> [Exercise]:
Since pictures are not part of the copy, please output only the lines from the one with "of the mountain" through the end of the data below, exactly as written.

[[ Supplied entries open ]]

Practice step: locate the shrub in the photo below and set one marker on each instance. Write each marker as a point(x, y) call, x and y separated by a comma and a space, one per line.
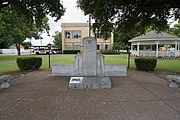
point(71, 51)
point(147, 64)
point(29, 63)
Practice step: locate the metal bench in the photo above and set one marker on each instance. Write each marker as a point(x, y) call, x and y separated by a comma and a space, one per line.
point(174, 79)
point(5, 81)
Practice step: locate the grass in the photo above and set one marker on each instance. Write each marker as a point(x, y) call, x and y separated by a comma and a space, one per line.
point(8, 63)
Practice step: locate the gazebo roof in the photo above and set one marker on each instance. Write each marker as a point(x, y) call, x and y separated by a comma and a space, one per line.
point(154, 36)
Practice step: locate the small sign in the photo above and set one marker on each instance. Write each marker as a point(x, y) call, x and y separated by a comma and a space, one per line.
point(76, 79)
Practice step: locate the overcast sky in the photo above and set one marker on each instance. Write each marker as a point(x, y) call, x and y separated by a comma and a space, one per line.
point(72, 14)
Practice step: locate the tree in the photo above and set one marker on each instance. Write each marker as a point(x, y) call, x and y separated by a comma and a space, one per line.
point(15, 27)
point(35, 10)
point(58, 39)
point(130, 15)
point(175, 30)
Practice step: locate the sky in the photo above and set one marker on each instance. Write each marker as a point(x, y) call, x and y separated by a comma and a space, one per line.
point(72, 14)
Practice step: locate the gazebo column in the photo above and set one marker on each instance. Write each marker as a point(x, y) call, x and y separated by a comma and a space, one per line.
point(157, 46)
point(138, 48)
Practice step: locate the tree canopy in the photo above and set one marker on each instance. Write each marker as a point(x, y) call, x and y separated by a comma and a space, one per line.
point(57, 39)
point(128, 15)
point(175, 30)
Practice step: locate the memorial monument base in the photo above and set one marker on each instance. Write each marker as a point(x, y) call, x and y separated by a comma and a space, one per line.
point(90, 82)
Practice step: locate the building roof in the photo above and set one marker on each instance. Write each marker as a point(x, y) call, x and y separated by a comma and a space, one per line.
point(153, 36)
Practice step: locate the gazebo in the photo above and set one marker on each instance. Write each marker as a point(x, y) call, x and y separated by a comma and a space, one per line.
point(155, 44)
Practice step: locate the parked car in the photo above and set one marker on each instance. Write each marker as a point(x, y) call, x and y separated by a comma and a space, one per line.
point(41, 51)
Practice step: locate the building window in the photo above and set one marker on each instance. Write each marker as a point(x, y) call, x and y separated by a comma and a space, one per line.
point(98, 47)
point(106, 46)
point(68, 47)
point(68, 34)
point(72, 34)
point(77, 46)
point(76, 34)
point(97, 35)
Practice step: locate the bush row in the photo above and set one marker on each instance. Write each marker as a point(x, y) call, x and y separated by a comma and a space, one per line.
point(109, 52)
point(29, 63)
point(71, 51)
point(147, 64)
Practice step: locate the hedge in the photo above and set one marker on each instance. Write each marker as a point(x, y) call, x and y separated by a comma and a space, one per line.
point(147, 64)
point(107, 52)
point(71, 51)
point(29, 63)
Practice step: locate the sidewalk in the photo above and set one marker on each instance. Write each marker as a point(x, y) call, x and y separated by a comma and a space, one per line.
point(139, 96)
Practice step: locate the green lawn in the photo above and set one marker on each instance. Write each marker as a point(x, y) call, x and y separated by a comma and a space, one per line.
point(8, 63)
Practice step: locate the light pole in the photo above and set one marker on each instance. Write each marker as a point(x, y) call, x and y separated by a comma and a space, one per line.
point(90, 3)
point(89, 25)
point(49, 48)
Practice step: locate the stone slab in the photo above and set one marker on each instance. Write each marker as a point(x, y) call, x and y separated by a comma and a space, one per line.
point(90, 82)
point(63, 70)
point(116, 70)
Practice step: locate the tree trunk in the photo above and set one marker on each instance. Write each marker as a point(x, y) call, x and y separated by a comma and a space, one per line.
point(18, 49)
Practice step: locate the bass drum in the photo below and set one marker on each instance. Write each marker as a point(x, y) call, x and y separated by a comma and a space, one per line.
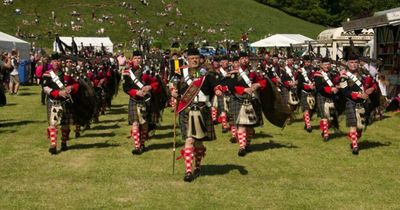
point(83, 108)
point(273, 106)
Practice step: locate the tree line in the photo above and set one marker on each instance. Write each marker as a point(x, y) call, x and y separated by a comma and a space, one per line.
point(331, 12)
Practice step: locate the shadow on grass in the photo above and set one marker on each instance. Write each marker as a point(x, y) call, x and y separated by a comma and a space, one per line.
point(105, 127)
point(262, 135)
point(27, 94)
point(117, 111)
point(270, 145)
point(99, 134)
point(7, 131)
point(18, 123)
point(165, 146)
point(364, 145)
point(337, 135)
point(163, 136)
point(212, 170)
point(166, 127)
point(94, 145)
point(117, 105)
point(112, 121)
point(10, 104)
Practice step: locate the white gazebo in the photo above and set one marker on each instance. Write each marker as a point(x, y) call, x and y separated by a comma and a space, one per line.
point(8, 42)
point(96, 42)
point(281, 40)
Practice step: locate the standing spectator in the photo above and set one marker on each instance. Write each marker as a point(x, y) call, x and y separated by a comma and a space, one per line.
point(5, 62)
point(33, 67)
point(121, 62)
point(14, 77)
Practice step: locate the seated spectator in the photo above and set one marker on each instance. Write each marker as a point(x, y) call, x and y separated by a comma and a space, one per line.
point(14, 76)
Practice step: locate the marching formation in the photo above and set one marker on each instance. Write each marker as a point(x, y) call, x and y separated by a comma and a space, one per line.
point(234, 90)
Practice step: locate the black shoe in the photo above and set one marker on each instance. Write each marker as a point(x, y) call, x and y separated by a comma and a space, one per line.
point(242, 152)
point(247, 148)
point(137, 151)
point(233, 140)
point(355, 150)
point(197, 172)
point(325, 138)
point(53, 150)
point(64, 146)
point(143, 148)
point(188, 177)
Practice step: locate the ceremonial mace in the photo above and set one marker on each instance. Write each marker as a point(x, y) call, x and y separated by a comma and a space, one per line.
point(175, 83)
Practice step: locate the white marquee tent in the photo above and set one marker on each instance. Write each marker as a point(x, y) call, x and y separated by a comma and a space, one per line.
point(8, 42)
point(87, 41)
point(281, 40)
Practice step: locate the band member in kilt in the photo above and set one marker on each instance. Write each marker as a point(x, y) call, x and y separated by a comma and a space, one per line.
point(139, 87)
point(219, 104)
point(326, 90)
point(307, 91)
point(274, 72)
point(194, 111)
point(59, 88)
point(289, 81)
point(244, 107)
point(357, 90)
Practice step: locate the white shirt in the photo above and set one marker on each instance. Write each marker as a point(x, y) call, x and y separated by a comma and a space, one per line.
point(382, 87)
point(14, 64)
point(372, 70)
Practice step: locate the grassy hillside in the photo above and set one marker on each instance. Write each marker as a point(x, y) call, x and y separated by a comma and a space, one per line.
point(289, 169)
point(233, 16)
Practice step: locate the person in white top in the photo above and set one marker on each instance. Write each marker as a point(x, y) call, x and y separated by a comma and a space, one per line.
point(121, 61)
point(14, 77)
point(364, 63)
point(383, 83)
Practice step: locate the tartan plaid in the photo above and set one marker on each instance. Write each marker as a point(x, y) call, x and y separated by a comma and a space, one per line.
point(351, 117)
point(132, 111)
point(206, 114)
point(303, 100)
point(234, 110)
point(320, 103)
point(66, 118)
point(220, 107)
point(285, 95)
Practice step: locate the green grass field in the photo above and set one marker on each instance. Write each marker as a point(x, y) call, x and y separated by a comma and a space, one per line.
point(287, 169)
point(235, 16)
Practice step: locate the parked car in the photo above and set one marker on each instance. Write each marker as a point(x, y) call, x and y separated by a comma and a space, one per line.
point(207, 51)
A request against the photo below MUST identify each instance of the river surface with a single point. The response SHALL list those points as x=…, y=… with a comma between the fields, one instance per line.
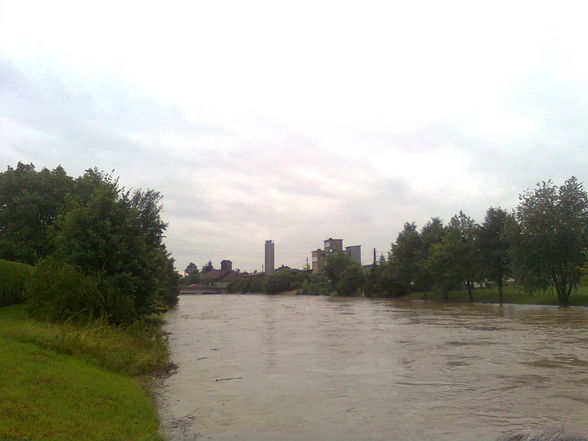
x=304, y=368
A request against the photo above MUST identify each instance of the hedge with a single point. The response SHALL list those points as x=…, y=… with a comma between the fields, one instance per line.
x=13, y=280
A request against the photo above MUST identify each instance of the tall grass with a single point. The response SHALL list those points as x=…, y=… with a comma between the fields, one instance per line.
x=136, y=349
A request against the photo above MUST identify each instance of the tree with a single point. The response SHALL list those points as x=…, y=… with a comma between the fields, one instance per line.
x=29, y=203
x=494, y=251
x=407, y=255
x=115, y=237
x=431, y=234
x=453, y=260
x=549, y=237
x=345, y=274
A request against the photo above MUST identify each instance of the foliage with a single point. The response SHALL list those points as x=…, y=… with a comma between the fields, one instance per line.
x=381, y=281
x=13, y=280
x=108, y=239
x=29, y=203
x=452, y=261
x=407, y=254
x=549, y=237
x=247, y=285
x=494, y=259
x=62, y=292
x=116, y=237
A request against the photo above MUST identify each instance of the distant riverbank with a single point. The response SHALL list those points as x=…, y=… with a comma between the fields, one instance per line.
x=512, y=294
x=63, y=382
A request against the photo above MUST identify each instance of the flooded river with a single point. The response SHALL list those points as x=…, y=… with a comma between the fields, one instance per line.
x=294, y=368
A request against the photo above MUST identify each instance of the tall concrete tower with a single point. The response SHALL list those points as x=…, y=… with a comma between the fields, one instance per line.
x=269, y=257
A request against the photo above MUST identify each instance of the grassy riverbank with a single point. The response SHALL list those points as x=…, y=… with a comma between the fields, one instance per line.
x=512, y=294
x=63, y=382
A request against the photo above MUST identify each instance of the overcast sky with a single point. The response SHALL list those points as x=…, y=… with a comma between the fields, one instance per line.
x=299, y=120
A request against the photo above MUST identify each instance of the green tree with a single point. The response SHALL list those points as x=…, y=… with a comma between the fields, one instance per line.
x=431, y=233
x=549, y=237
x=494, y=249
x=115, y=236
x=345, y=275
x=29, y=203
x=454, y=260
x=407, y=253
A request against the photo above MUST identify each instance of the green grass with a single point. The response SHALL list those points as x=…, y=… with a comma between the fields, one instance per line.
x=512, y=294
x=72, y=382
x=134, y=350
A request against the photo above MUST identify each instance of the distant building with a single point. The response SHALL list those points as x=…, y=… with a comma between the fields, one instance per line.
x=222, y=277
x=319, y=257
x=269, y=257
x=354, y=253
x=333, y=245
x=226, y=265
x=318, y=261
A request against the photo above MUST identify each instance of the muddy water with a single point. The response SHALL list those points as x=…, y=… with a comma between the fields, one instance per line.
x=295, y=368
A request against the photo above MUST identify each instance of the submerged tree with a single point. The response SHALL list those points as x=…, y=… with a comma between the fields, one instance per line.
x=452, y=261
x=549, y=237
x=494, y=258
x=407, y=254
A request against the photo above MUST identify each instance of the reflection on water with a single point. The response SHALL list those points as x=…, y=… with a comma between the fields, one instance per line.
x=317, y=368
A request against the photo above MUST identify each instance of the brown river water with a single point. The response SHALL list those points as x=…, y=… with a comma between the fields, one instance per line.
x=304, y=368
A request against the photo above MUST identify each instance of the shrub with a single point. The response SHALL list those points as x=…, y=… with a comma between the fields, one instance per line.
x=61, y=291
x=13, y=279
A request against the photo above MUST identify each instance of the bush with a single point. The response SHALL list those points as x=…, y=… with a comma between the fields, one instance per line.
x=13, y=279
x=61, y=291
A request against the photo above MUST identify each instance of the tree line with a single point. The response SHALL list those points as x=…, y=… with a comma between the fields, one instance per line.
x=96, y=247
x=541, y=244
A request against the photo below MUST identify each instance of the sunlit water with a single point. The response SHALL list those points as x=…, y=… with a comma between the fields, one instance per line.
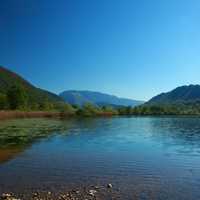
x=145, y=157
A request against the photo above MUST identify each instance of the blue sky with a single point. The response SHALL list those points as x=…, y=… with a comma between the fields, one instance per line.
x=130, y=48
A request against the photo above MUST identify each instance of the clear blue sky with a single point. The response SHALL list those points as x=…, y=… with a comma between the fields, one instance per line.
x=131, y=48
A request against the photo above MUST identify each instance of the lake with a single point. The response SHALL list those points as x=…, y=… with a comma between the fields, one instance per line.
x=142, y=157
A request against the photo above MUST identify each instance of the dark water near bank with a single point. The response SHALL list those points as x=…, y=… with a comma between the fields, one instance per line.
x=146, y=158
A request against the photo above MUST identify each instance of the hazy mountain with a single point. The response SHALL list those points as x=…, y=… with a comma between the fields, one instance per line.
x=190, y=93
x=37, y=95
x=82, y=97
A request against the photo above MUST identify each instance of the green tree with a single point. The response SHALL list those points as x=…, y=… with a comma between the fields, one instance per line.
x=17, y=98
x=3, y=102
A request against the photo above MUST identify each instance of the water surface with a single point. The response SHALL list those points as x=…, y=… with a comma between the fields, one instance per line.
x=145, y=157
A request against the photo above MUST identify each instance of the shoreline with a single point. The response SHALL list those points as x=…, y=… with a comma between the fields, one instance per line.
x=55, y=114
x=93, y=192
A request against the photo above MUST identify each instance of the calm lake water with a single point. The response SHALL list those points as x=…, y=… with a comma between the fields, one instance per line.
x=145, y=157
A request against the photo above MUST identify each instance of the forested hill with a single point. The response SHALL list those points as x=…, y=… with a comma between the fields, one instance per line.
x=183, y=94
x=34, y=95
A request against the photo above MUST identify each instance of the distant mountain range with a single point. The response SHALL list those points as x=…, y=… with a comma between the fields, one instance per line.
x=187, y=94
x=81, y=97
x=35, y=95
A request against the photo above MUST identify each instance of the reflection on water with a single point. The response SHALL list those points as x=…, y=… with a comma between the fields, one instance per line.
x=147, y=158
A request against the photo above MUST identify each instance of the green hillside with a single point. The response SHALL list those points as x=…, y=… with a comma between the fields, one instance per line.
x=34, y=96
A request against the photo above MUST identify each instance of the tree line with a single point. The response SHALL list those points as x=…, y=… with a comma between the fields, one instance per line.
x=16, y=98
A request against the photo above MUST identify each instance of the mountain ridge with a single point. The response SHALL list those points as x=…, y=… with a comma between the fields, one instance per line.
x=80, y=97
x=186, y=93
x=9, y=78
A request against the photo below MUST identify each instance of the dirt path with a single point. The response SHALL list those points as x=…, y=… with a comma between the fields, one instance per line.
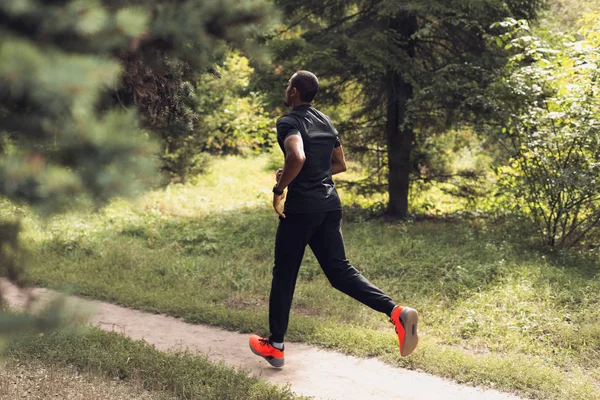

[[ Supplied entries closed ]]

> [Finished task]:
A request against the photo above MUST identify each instance of the mountain ridge with a single point. The response SHALL list those points as x=…, y=… with a comma between the fields, one instance per line.
x=80, y=97
x=186, y=93
x=9, y=78
A request against the photo below MUST identify each instance of the dirt path with a single point. The response SHALL list those points as x=…, y=… with a comma between the fields, one instance per line.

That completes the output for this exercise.